• _Prompt_
Copy nothing but the text: repeat each entry exactly and drop the images.

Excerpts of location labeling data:
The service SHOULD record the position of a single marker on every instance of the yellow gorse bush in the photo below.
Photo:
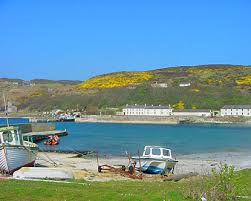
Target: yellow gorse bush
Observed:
(245, 80)
(115, 80)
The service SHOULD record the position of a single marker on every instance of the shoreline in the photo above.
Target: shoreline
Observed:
(165, 120)
(86, 167)
(174, 120)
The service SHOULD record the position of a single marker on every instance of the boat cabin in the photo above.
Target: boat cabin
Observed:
(157, 152)
(10, 135)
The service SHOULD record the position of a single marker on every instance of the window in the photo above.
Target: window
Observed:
(147, 151)
(155, 151)
(166, 152)
(7, 137)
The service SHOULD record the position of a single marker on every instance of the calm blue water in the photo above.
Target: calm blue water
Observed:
(115, 139)
(14, 120)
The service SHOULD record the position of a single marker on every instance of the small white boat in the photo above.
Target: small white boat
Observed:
(155, 160)
(14, 152)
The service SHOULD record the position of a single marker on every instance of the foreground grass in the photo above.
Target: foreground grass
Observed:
(113, 190)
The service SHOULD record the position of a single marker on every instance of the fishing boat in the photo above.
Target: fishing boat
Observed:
(14, 151)
(52, 140)
(155, 160)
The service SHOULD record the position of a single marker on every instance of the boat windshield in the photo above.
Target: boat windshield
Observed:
(10, 137)
(147, 152)
(7, 137)
(156, 152)
(166, 152)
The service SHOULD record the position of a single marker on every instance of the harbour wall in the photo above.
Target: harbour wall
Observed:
(35, 127)
(128, 119)
(163, 119)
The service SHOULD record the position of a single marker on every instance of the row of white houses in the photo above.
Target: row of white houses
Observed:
(236, 110)
(146, 110)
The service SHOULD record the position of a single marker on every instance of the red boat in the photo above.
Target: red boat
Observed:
(52, 140)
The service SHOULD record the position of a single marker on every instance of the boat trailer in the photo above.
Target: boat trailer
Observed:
(119, 169)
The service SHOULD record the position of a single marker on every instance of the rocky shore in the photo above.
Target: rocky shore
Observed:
(86, 167)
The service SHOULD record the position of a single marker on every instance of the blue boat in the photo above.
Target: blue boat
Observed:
(155, 160)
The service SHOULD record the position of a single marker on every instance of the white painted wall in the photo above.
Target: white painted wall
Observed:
(146, 111)
(236, 112)
(198, 114)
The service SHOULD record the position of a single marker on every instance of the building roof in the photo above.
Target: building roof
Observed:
(192, 110)
(147, 107)
(236, 107)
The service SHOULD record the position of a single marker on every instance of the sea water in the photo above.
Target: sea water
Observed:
(117, 139)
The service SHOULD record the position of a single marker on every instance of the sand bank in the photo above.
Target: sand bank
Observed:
(87, 168)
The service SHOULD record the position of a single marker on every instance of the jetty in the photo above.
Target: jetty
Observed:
(38, 136)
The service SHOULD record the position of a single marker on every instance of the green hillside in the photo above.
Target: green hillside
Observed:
(210, 86)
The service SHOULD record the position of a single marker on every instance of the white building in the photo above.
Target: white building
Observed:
(236, 110)
(185, 84)
(145, 110)
(192, 112)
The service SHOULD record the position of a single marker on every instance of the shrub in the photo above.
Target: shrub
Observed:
(115, 80)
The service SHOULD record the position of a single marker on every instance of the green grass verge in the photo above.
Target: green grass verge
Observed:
(113, 190)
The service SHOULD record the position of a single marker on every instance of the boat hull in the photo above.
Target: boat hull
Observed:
(153, 166)
(13, 157)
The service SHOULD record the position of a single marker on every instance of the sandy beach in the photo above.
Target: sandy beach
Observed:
(85, 167)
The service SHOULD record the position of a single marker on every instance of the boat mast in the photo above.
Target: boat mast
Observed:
(6, 112)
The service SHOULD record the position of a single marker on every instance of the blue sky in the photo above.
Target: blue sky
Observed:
(59, 39)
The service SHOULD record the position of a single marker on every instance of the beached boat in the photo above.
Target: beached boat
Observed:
(155, 160)
(14, 152)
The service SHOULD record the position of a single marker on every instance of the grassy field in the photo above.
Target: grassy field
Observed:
(113, 190)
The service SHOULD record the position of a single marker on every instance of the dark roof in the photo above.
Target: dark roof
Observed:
(236, 107)
(192, 110)
(148, 106)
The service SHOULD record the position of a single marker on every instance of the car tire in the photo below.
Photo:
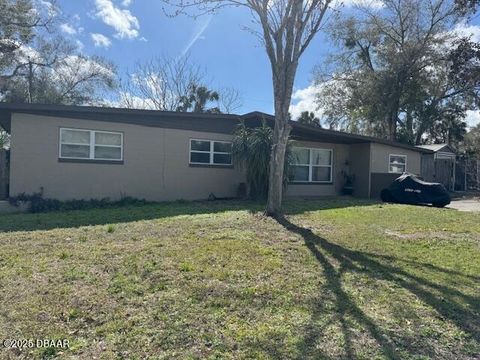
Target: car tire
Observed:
(386, 195)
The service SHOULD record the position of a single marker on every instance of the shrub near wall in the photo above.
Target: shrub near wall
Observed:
(39, 204)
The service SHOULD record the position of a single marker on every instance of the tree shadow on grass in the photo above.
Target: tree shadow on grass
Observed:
(129, 213)
(451, 305)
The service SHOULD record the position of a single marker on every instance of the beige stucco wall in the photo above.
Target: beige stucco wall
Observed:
(156, 164)
(340, 155)
(379, 162)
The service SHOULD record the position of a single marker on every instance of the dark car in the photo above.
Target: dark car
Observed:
(410, 189)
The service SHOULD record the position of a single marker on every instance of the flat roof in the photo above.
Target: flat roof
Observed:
(219, 123)
(438, 147)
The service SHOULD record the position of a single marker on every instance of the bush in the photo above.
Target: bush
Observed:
(252, 149)
(39, 204)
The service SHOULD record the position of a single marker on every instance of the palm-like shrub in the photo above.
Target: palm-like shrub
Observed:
(251, 149)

• _Response for this exercise_
The service SHOULD record the position of a single marker on every instance of the yellow gorse bush in the photo below.
Photo:
Target: yellow gorse bush
Observed:
(245, 80)
(115, 80)
The service SHOULD record the position of a single marker on every instance of the shoreline in the photo above.
Target: shoreline
Observed:
(165, 120)
(86, 167)
(174, 120)
The service SHOULD record the position of a single marker on every instance of the boat cabin in the photo above.
Target: boat cabin
Observed:
(157, 152)
(10, 135)
The service SHOULD record the position of a single marker on every instance of the window in the photo above.
Target: window
Observed:
(147, 151)
(155, 151)
(166, 152)
(7, 137)
The service SHOULD record the position of a single marker on every instance of the calm blue water in the photo above.
Target: calm blue water
Observed:
(115, 139)
(14, 120)
The service SHOULD record the position of a single marker on every instance of the small white boat in the photo above.
Target: small white boat
Observed:
(155, 160)
(14, 152)
The service SHOULD record the position of a single marker on every instance of the foreground grass in the photo above.
Target: foreground grass
Observed:
(113, 190)
The service SHOULD record the position of a single marker on every instance of the fishing boat in the photo above.
Target: fishing boat
Observed:
(14, 151)
(52, 140)
(155, 160)
The service SHOULD record the position of a single marker on every instance of the boat windshield in the photo above.
Target: boat windshield
Observed:
(10, 137)
(147, 152)
(7, 137)
(156, 152)
(166, 152)
The service SHOULD record the position of a single marker on every instance of the harbour wall in the photo above.
Target: harbour wall
Observed:
(35, 127)
(128, 119)
(163, 119)
The service SHOULD record the position of a single marker on every instance of the row of white houses in the photo above.
Target: row of white houses
Observed:
(236, 110)
(146, 110)
The service SHOULD record the position of a single marker on every instance of the red boat in the photo above.
Target: red boat
Observed:
(52, 140)
The service SHOULD record the position of a single marker on every instance of the boat trailer in the photo above.
Target: boat trailer
Observed:
(119, 169)
The service SHOULD record the position of a single marker on every instance of the rocky shore in the photo above.
Target: rocky shore
Observed:
(86, 167)
The service SHOULD record the position of a single marker on every instance of the blue boat in the photo above.
Target: blue boat
Observed:
(155, 160)
The service SHOULD record the position of a single marker on every instance of the white painted wall in the photo above.
Target: white painted wall
Observed:
(146, 111)
(236, 112)
(198, 114)
The service SHOULD record the position of a single marker on every instance of the building roof in the photo above.
Target: building roof
Observed:
(192, 110)
(147, 107)
(236, 107)
The service SHOULD record the position of a single marker on every instance of the sea water in the photo above.
Target: sea water
Observed:
(117, 139)
The service SHOULD record the position of a single marker on every instance of the sand bank in the photo above.
Target: sand bank
Observed:
(87, 168)
The service SHOULD record the position of a single marker on every instance of the jetty in the photo above.
Target: jetty
Observed:
(38, 136)
The service SHOULD record the position of a single marker on every instance of the green hillside in the photo above.
Target: green hillside
Observed:
(210, 86)
The service SHOULD record the position of a single marker on every instance of the white building in the photo above.
Target: white building
Observed:
(236, 110)
(185, 84)
(145, 110)
(192, 112)
The service SHOULD record the position of a single marker on every instance of the shrub in the photo above.
Target: shrub
Observed:
(115, 80)
The service SHOULD record the position of a single marker on every instance of the green grass verge in the photo above.
Target: green grass verge
Observed:
(113, 190)
The service SHOULD record the position of a single marker on every instance of the boat hull in the photo above.
Target: boat hull
Observed:
(153, 166)
(13, 157)
The service SHOULD record the position of a single marker on every instance of the sandy beach in the photo above.
Target: sandy beach
Observed:
(85, 167)
The service SHOULD record the position of a single marker on every instance of the boat mast in the photo above.
Target: boat mast
Observed:
(6, 112)
The service SHOULD record the position of a single marker on every instance of the blue sky in the photo above.
Target: blue sky
Observed:
(59, 39)
The service SHOULD record the position of a single marker on every instance of the beached boat in the photo above.
Target: beached boat
Observed:
(155, 160)
(14, 152)
The service SHOULD record the position of a single marker on every instance of the grassy field in the photo above.
Target: grassy field
Observed:
(113, 190)
The service SHOULD record the position of a single marker on every instance of the dark roof in the photo above.
Target: dark roof
Observed:
(236, 107)
(192, 110)
(148, 106)
The service SHOULD record the position of a single marker on every instance of the car tire in the photo below.
Photo:
Target: car tire
Observed:
(386, 195)
The service SHOULD record the position of a single marker on every instance of the shrub near wall in the photo above.
Target: shrub near wall
Observed:
(39, 204)
The service SHOULD record the position of a single marker on every instance of the tree shadow on grass in the photo above.
Target: tree shadow on grass
Observed:
(129, 213)
(451, 305)
The service SHOULD record the position of a single marker on every instance of the beige stucco wall in the photo above.
Target: beige stucco wall
Observed:
(156, 164)
(340, 155)
(379, 162)
The service SHOULD record the position of a single marker on every instance of the dark car in the photo above.
Target: dark car
Observed:
(410, 189)
The service SHOULD record the position of a single marker on every instance of the flat roof in the photo above.
Target: flat roof
Observed:
(219, 123)
(438, 147)
The service SHOULD record the position of a single marker on every instance of the bush in the photo above.
Target: bush
Observed:
(252, 149)
(39, 204)
The service SHOULD record the position of a single marker on every instance of the palm-like shrub in the photo above.
Target: palm-like shrub
Observed:
(251, 149)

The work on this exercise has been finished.